TASK DIRECTIONS :: Rewrite the material starting with the line containing "If you could mark the rocky" and going on through the end, keeping every line. Shift each answer coordinate listed after the "Query:" line by adding 126 to both its x and y values, and leave all other lines unchanged.

Pointing records ::

########################################

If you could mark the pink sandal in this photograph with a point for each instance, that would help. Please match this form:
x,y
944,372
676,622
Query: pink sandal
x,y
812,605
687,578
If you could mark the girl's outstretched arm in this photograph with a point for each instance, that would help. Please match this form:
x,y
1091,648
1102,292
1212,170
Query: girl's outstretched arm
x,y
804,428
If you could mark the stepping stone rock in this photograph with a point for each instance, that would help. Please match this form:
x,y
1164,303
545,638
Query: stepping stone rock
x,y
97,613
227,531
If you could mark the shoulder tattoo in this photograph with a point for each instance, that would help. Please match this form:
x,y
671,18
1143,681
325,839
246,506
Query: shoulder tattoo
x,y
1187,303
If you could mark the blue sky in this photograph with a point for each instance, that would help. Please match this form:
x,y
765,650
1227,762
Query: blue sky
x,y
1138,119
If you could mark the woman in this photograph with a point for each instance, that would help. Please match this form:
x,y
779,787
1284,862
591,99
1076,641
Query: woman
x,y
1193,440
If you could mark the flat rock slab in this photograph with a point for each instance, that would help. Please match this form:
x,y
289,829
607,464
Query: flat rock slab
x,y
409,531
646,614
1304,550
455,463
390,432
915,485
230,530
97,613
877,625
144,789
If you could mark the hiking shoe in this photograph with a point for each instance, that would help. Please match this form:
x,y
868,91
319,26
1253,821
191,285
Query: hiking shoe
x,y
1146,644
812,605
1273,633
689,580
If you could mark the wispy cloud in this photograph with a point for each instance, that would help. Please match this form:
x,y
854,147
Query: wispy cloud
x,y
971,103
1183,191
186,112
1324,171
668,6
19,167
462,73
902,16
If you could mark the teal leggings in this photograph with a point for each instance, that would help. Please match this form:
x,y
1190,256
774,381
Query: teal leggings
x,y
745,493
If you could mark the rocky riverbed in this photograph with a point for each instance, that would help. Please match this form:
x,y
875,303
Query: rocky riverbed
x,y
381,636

########################################

RESPONSE BELOW ::
If you could mark the rocky riverbed in this photograph with a point for each instance, that would help. Please match this form:
x,y
875,303
Query: rocky riverbed
x,y
507,762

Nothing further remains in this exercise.